WHAT TO DO: Count the lines below that contain the string "napkin", with case counting, and reply with only that number.

STORED ROWS:
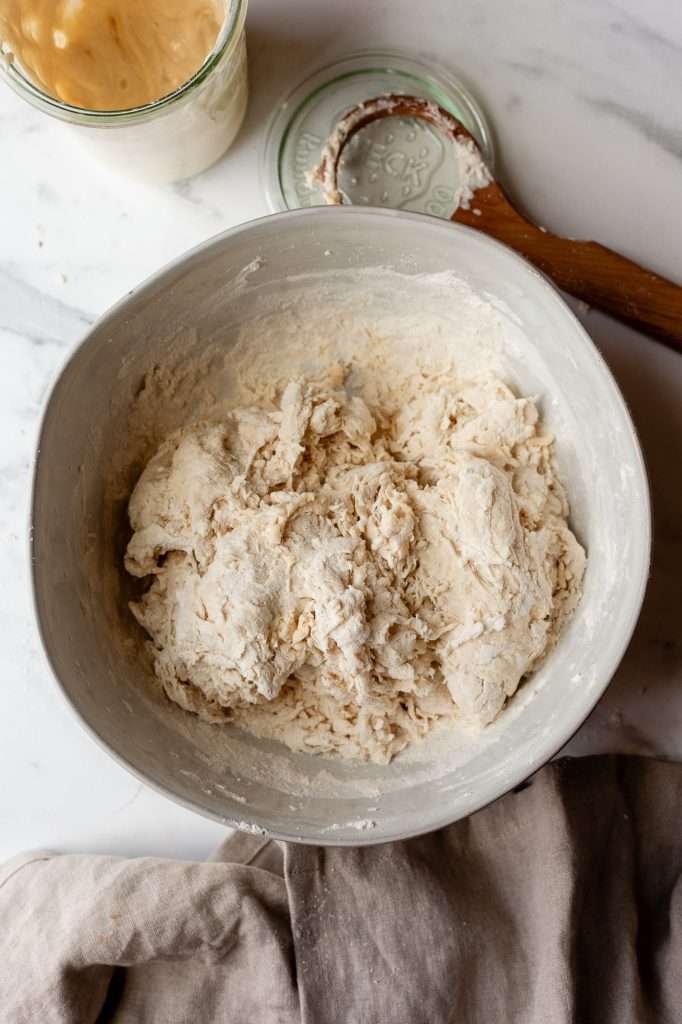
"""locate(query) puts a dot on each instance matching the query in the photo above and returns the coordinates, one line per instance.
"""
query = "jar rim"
(227, 38)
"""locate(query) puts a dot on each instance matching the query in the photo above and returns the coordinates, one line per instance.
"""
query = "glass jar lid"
(402, 163)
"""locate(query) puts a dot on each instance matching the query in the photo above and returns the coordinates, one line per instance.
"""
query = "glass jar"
(173, 137)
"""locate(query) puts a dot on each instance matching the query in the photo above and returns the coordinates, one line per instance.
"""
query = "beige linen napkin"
(561, 902)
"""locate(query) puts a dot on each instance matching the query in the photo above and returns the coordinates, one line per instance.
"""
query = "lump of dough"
(342, 578)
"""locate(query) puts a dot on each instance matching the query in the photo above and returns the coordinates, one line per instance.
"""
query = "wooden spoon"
(597, 275)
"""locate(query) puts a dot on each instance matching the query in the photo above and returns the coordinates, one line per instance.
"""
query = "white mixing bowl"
(202, 303)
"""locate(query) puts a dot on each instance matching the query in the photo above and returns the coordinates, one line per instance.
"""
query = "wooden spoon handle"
(598, 275)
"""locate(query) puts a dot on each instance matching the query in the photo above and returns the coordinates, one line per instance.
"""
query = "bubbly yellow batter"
(110, 54)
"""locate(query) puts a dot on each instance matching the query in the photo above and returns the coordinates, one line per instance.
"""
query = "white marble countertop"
(585, 98)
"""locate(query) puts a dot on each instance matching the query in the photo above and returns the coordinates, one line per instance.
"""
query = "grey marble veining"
(585, 98)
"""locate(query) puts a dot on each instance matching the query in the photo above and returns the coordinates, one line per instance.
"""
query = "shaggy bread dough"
(342, 574)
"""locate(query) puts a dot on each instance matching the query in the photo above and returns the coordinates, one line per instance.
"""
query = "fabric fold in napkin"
(561, 902)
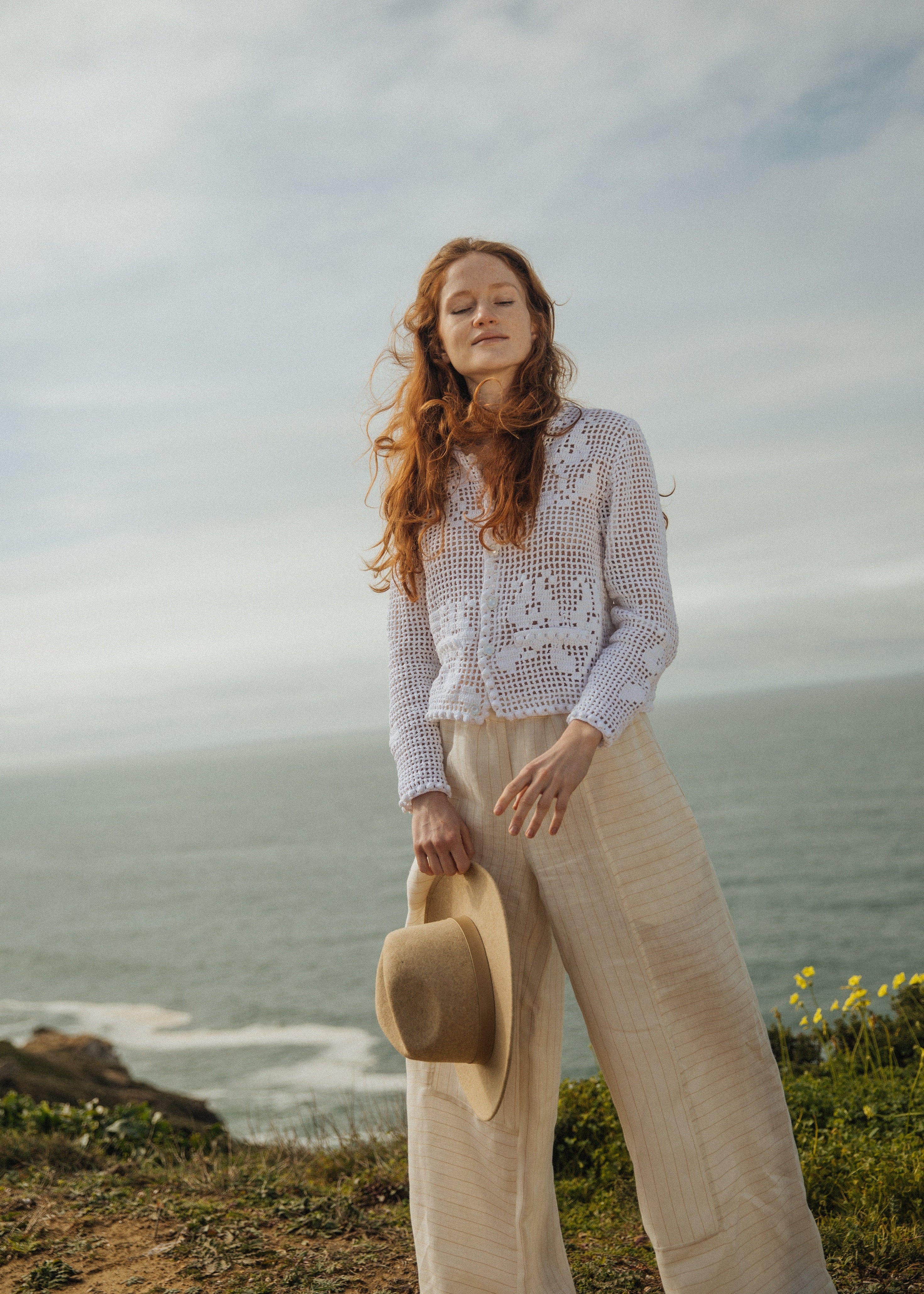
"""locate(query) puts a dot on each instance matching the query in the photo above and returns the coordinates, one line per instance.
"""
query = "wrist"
(584, 734)
(427, 798)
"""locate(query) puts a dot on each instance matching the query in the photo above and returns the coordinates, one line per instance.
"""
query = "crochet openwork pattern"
(580, 622)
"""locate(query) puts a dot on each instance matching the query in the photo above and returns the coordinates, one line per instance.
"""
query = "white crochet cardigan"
(580, 622)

OUTPUT OF THE EXERCISE: 2